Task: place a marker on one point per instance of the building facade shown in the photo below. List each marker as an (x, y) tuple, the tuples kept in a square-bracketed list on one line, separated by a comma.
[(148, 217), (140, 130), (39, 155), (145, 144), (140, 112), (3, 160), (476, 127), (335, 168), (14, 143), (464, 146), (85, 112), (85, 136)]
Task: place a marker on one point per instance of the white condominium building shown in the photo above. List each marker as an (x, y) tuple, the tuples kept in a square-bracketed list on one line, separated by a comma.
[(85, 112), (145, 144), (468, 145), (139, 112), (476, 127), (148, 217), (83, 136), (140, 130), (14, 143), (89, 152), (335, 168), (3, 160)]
━━━
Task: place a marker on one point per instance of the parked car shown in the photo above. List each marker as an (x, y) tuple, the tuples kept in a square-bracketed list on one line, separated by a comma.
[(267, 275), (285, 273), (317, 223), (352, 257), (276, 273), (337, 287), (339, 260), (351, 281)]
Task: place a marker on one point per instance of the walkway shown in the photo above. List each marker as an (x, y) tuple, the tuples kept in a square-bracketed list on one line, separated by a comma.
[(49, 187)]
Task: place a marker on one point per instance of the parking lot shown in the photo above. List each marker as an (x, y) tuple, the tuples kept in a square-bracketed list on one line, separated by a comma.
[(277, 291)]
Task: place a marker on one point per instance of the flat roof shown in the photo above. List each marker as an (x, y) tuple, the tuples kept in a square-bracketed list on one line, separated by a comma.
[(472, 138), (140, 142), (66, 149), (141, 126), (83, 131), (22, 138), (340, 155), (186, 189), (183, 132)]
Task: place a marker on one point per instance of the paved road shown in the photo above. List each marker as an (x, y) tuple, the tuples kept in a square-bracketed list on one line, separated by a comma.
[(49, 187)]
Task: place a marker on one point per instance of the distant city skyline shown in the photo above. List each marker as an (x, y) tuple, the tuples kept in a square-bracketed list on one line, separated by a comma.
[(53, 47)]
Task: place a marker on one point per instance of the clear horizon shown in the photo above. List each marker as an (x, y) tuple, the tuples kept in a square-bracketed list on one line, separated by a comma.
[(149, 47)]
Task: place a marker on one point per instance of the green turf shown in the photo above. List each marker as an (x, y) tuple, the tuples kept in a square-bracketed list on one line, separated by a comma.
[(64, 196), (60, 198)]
━━━
• _Görev_: "of the green" ifadesini içeren satırdan "[(64, 196), (60, 198)]" ifadesini içeren satıra kadar, her iki uç dahil, uzanan bölümü JSON dizeleri listesi olarak veriniz. Her satır bir dize olsun ve boş satırlar listeye alınmasın.

• _Görevin Çıktısı_:
[
  "Task: place a marker on one point per instance of the green turf shown in the photo above. List each marker as an (x, y) tuple, the tuples kept in a square-bracketed list on one line, separated by a comma.",
  "[(64, 196), (60, 198)]"
]